● **What you will do**
Rescale everything from the line containing "Tag each instance of the longtail" down to the end of the records, repeating every line, requests included. Multiply each pixel coordinate in the answers by 2.3 and round to whole numbers with halves rounded up, leave the requests and their format samples unchanged, and omit the pictures.

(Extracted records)
— START —
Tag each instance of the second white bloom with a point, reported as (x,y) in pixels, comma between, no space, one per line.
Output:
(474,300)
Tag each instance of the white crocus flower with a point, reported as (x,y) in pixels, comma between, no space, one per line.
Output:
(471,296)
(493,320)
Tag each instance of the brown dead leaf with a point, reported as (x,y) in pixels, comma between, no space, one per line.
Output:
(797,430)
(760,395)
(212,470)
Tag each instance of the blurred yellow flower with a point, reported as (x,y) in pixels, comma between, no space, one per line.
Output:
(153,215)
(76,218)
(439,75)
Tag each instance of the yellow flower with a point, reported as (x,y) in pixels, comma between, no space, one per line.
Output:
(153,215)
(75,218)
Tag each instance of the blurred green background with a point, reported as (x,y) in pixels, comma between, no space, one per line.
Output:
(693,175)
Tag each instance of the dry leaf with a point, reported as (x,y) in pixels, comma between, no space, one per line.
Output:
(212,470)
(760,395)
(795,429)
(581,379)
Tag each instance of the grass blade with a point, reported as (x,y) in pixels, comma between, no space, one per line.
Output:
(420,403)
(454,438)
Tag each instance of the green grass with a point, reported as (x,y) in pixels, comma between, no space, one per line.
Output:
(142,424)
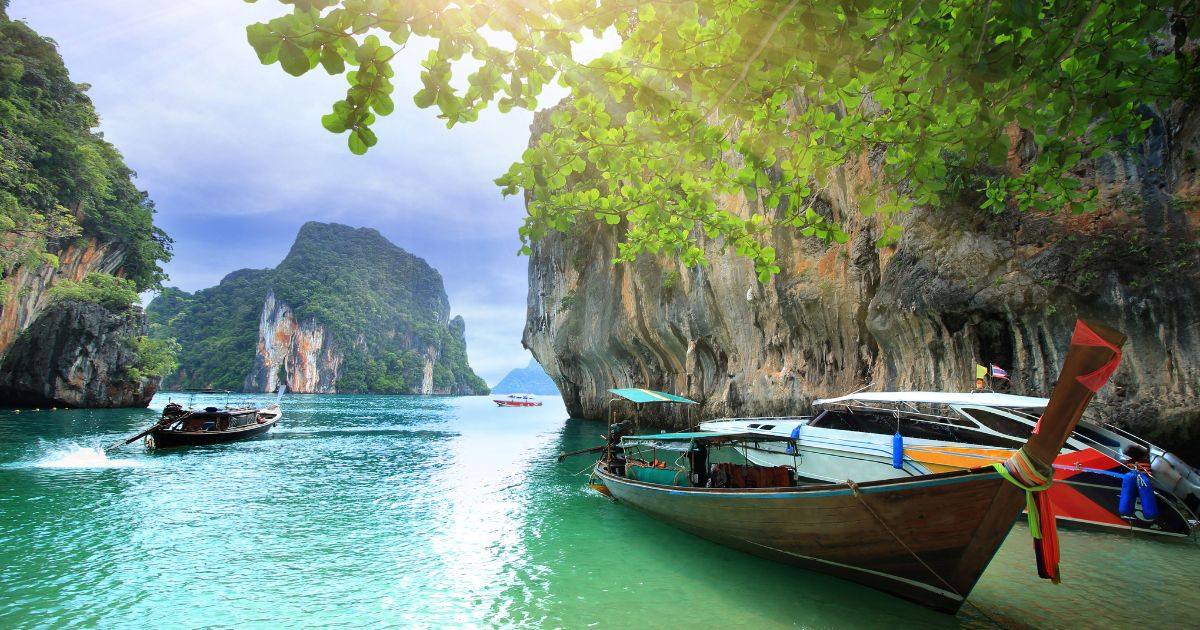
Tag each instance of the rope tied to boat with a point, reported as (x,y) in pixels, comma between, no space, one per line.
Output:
(858,495)
(1035,477)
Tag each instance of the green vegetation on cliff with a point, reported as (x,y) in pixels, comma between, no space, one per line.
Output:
(529,379)
(216,329)
(384,309)
(60,179)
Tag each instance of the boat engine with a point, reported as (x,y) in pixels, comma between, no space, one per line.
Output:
(1174,475)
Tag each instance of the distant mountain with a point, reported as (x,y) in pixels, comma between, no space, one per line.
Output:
(346,311)
(529,379)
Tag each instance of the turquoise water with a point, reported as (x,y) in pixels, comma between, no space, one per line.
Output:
(367,511)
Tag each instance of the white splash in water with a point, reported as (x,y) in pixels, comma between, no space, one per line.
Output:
(76,456)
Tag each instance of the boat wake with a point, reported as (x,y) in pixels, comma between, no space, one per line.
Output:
(76,456)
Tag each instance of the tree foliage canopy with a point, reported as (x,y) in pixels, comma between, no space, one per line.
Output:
(714,97)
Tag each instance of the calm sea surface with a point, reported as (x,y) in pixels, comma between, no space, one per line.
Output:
(367,511)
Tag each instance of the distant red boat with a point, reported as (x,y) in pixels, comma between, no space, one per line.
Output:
(517,400)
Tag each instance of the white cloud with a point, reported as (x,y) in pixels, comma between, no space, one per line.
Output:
(234,155)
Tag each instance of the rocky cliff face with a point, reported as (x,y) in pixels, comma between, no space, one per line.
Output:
(960,288)
(27,298)
(76,354)
(301,353)
(346,311)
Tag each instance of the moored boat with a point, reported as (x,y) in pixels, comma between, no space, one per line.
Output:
(855,437)
(190,427)
(517,400)
(927,538)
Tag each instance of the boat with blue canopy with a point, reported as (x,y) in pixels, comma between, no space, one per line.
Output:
(924,538)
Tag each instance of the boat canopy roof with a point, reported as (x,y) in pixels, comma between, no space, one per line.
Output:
(987,399)
(683,441)
(648,395)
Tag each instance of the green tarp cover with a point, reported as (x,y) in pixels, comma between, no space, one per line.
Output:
(648,395)
(663,477)
(676,437)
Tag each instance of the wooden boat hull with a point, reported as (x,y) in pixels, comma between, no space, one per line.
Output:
(169,438)
(1090,496)
(927,539)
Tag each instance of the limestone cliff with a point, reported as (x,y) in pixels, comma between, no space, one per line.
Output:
(77,354)
(69,208)
(960,288)
(301,353)
(27,297)
(346,311)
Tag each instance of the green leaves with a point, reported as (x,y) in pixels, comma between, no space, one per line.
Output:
(293,59)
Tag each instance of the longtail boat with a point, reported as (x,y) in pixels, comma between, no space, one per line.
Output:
(195,427)
(925,538)
(871,436)
(517,400)
(211,425)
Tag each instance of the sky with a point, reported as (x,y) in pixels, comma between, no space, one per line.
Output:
(235,160)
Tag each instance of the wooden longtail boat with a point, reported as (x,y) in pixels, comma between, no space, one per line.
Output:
(853,437)
(925,538)
(515,400)
(187,427)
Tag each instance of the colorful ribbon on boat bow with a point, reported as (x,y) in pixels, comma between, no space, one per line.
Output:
(1035,478)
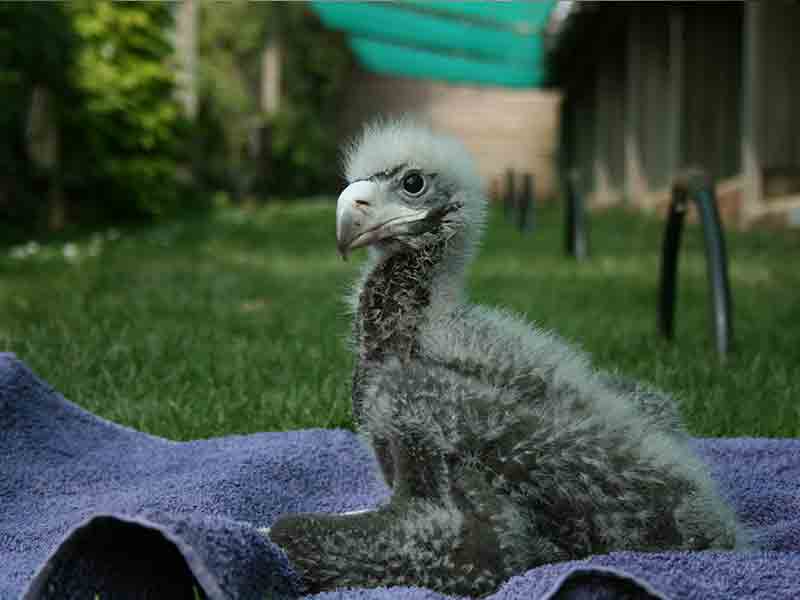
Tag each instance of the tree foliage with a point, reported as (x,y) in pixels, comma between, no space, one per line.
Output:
— END —
● **Correct response**
Tag each instance of the longtail boat with a point, reported as (x,y) in pixels, comma between, no space, one per line.
Output:
(449,982)
(2128,1237)
(2003,1003)
(1189,920)
(485,978)
Tag each instance of the sky with a point, reported as (x,y) in pixels, comma between, no space, one per line.
Output:
(541,368)
Tag each instance of the wooden longtail boat with a point, reported as (x,y) in pixels, comma between, no space, one per line.
Output:
(1962,1005)
(2128,1237)
(1185,920)
(430,982)
Tag each instance of the colorful ribbon on boat bow with a point, reported as (x,y) in pixels, comma between, no space, one per line.
Output:
(2381,1099)
Tag each instance of the tree foliage with a point, reported as (x,y) in pixels, comma between, no space, one per line.
Output:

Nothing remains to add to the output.